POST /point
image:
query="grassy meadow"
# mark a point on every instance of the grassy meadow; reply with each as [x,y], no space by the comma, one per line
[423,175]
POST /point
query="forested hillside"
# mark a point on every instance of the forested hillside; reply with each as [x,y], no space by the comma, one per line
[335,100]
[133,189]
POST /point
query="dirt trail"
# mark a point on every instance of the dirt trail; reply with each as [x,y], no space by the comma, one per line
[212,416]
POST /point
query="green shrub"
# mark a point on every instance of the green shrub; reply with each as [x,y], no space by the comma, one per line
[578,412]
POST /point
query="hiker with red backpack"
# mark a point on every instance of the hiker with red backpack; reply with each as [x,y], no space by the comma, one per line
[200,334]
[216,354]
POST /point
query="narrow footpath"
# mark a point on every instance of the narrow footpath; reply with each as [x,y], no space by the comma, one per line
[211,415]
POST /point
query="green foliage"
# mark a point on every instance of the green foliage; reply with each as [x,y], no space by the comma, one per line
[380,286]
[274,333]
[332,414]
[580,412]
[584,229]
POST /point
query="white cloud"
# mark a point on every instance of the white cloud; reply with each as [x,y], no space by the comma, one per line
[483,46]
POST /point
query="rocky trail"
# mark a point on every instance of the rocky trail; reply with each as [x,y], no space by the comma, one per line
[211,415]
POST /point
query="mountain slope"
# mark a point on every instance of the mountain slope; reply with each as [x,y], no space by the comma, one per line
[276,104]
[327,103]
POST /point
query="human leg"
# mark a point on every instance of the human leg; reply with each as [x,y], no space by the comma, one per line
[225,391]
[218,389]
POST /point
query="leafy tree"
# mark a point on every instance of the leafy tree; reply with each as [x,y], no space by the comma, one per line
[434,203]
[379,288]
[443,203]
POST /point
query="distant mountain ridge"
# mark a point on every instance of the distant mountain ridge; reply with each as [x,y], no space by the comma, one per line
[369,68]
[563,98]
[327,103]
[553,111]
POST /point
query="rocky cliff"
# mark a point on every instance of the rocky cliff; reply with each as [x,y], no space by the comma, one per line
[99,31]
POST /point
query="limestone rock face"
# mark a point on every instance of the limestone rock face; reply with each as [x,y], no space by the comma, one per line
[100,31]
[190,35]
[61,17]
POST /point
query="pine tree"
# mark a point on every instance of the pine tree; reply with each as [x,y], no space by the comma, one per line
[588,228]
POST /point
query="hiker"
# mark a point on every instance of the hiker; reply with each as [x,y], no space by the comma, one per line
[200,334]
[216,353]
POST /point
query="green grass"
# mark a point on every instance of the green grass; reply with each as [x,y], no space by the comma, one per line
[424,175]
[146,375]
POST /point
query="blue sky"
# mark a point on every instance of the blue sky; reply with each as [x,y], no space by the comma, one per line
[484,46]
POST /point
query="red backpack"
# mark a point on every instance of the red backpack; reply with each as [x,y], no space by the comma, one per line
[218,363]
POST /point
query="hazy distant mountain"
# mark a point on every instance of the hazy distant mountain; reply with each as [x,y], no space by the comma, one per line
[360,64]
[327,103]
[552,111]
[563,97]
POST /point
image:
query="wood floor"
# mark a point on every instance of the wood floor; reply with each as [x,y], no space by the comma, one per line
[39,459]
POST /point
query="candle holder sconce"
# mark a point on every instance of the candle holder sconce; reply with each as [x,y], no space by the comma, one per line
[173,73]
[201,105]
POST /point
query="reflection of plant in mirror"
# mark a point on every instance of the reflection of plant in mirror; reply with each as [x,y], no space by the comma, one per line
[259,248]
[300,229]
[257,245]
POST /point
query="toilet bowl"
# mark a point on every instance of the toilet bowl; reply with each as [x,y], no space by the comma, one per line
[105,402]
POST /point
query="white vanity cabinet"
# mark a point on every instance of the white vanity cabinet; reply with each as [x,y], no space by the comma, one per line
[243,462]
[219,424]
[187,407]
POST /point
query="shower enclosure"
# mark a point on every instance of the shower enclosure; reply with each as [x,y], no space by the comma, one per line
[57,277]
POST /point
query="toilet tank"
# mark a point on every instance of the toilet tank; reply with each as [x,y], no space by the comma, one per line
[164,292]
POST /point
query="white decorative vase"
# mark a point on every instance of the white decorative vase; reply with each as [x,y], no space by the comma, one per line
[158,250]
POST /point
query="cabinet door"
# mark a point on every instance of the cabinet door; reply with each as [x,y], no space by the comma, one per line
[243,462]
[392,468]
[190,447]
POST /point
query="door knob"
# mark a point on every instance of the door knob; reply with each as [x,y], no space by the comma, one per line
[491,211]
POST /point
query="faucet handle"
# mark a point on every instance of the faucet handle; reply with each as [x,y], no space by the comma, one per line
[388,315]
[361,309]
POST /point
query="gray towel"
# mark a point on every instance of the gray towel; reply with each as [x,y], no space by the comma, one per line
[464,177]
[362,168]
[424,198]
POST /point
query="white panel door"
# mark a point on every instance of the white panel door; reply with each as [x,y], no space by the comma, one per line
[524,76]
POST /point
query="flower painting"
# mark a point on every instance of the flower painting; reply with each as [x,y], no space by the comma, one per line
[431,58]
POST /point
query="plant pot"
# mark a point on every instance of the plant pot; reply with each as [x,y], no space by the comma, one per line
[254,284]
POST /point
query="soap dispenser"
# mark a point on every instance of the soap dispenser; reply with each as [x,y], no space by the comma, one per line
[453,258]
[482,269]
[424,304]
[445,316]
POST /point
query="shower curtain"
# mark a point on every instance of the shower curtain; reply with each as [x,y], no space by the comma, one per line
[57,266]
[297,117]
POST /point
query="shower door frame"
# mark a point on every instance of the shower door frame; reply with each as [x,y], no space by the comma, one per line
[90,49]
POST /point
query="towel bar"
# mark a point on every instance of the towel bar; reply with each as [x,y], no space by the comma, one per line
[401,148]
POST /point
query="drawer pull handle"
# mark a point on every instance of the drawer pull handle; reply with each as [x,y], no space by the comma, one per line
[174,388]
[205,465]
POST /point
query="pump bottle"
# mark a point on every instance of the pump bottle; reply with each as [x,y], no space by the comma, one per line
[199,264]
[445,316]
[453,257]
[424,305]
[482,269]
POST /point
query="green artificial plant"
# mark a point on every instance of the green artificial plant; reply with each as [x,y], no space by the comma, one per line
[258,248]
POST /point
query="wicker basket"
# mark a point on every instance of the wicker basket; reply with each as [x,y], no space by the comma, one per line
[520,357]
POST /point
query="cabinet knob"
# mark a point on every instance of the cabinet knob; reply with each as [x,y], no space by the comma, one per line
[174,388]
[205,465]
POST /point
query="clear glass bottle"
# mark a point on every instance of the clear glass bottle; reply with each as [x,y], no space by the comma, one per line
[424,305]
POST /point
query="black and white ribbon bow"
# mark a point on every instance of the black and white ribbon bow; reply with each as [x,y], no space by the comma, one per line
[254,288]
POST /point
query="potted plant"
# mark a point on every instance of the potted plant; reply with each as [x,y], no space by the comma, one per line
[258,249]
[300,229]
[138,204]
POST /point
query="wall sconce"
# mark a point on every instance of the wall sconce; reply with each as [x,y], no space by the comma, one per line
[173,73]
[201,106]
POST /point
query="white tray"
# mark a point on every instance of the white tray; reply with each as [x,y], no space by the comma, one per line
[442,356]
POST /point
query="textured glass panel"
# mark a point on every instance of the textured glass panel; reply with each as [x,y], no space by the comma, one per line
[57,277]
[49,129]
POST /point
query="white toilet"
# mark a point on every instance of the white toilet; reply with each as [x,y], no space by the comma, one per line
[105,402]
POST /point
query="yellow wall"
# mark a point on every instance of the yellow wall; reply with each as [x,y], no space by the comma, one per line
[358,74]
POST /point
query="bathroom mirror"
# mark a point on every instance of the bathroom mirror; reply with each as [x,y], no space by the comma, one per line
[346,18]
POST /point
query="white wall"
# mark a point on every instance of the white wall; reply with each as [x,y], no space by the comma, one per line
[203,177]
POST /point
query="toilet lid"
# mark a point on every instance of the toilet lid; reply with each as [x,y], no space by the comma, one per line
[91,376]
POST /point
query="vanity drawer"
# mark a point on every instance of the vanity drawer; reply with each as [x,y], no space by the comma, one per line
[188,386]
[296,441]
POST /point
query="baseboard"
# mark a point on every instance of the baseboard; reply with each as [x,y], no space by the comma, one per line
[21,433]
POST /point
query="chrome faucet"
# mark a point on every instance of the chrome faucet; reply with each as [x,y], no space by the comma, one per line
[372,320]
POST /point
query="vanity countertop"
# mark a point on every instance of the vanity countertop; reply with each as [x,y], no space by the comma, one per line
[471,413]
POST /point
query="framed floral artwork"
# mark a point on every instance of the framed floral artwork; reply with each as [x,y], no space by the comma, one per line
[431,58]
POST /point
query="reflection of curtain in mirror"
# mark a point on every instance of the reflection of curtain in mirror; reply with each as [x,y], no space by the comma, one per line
======
TASK BRIEF → Pick out every row above that contains the word "slope", and copy each of those rows in full. Matching is case-sensitive.

RESULT →
query="mountain slope"
# mark a point on every instance of the mountain slope; reply with each as [x,y], no space by the comma, one per line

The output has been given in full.